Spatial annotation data
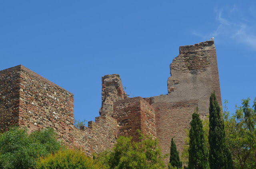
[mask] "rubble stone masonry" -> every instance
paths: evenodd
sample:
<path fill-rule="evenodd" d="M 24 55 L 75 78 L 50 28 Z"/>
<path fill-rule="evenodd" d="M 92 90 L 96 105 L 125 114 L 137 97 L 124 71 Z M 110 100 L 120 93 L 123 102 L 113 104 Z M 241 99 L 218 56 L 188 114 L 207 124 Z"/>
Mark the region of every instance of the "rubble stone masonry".
<path fill-rule="evenodd" d="M 79 129 L 73 125 L 73 94 L 22 65 L 0 71 L 0 132 L 13 125 L 29 132 L 51 127 L 68 147 L 92 155 L 120 136 L 139 141 L 139 129 L 159 139 L 164 154 L 174 137 L 180 155 L 196 108 L 205 118 L 213 91 L 222 104 L 214 41 L 180 47 L 170 67 L 168 94 L 148 98 L 128 98 L 119 75 L 102 77 L 100 116 Z"/>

▶ **Written exercise**
Rewrite all of the data above, changing every "rubble stone masonry" to "dry stone walling" and keeping everything else the same. Omit the pictures from your answer.

▶ **Written reply**
[mask] "dry stone walling" -> every instance
paths: evenodd
sample:
<path fill-rule="evenodd" d="M 24 55 L 75 78 L 50 28 Z"/>
<path fill-rule="evenodd" d="M 92 90 L 96 105 L 125 114 L 137 97 L 124 71 Z M 110 100 L 120 93 L 123 102 L 113 104 Z M 241 99 L 218 56 L 188 114 L 207 124 Z"/>
Mark the region of every instance of the "dry stone walling".
<path fill-rule="evenodd" d="M 79 129 L 73 125 L 73 94 L 22 65 L 0 71 L 0 132 L 13 125 L 29 132 L 51 127 L 68 147 L 92 155 L 120 136 L 139 141 L 139 129 L 159 139 L 164 154 L 174 137 L 180 155 L 196 108 L 205 118 L 213 91 L 222 104 L 214 41 L 180 47 L 170 67 L 168 94 L 148 98 L 128 98 L 119 75 L 102 77 L 100 116 Z"/>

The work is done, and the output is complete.